Exercise description. In the text below about the radiomics signature, what C-index did the MRI-based radiomics study of HNSCC report for its validation cohort?

As mentioned, there were hundreds and thousands of texture features, and their prognostic roles were widely different in previous studies. Therefore, the analyses of single texture features were time-consuming and inefficient. Furthermore, considering the potential overfit-ting of radiomics features, it was meaningful to reduce and shrink features before model building. The integrative radiomics signature would facilitate the application of CT texture feature. In our study, the radiomics signature demonstrated favorable discriminative ability in the training cohort (AUC = 0.783, C-index = 0.782) and validation cohort (AUC = 0.770, C-index = 0.752) compared with previous studies (AUC = 0.66–0.69) [34]. In addition, an MRI-based radiomics study of HNSCC concluded moderate C-indexes of 0.73 in training cohort and 0.71 in validation cohort [35]. These results suggested that radiomics heterogeneity of primary mass observed in CT and MRI images might be helpful to judge prognosis and guide treatment in cancer patients. No final conclusion has yet been reached, which still needs more studies to determine whether radiomics signature could be effective predictor of prognosis or not.

Data for review.
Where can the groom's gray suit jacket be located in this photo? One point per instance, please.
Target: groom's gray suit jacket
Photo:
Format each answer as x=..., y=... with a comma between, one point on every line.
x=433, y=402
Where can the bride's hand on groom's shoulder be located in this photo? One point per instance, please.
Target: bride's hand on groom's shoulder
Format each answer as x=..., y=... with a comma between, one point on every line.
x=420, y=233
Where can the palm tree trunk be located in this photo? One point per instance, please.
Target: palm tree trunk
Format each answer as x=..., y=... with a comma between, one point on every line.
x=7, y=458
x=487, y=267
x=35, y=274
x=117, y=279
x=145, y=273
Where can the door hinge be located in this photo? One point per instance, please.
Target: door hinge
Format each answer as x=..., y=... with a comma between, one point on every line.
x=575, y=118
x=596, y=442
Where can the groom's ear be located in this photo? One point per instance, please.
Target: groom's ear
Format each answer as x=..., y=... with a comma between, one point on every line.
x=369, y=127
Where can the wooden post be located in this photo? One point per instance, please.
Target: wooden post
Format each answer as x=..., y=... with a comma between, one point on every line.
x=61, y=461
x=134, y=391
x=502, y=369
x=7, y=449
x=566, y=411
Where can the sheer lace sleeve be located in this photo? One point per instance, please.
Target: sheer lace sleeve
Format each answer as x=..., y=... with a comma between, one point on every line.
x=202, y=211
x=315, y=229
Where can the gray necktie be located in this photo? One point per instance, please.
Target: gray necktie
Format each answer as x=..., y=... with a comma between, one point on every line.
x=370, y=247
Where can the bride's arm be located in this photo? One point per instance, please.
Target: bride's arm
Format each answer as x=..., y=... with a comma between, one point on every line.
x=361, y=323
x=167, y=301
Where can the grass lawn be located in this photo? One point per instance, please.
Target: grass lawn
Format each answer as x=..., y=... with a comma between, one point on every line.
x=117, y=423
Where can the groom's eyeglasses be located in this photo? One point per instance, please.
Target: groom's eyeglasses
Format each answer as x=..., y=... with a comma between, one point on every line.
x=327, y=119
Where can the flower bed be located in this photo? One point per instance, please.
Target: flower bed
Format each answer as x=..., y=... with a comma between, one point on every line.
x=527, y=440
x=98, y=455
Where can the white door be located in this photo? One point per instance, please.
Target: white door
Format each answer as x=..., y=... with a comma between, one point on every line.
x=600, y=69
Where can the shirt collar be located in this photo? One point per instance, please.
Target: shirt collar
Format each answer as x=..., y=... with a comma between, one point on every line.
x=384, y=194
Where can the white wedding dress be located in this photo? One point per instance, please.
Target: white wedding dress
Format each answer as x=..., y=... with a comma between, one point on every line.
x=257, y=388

Result of this task. 0.71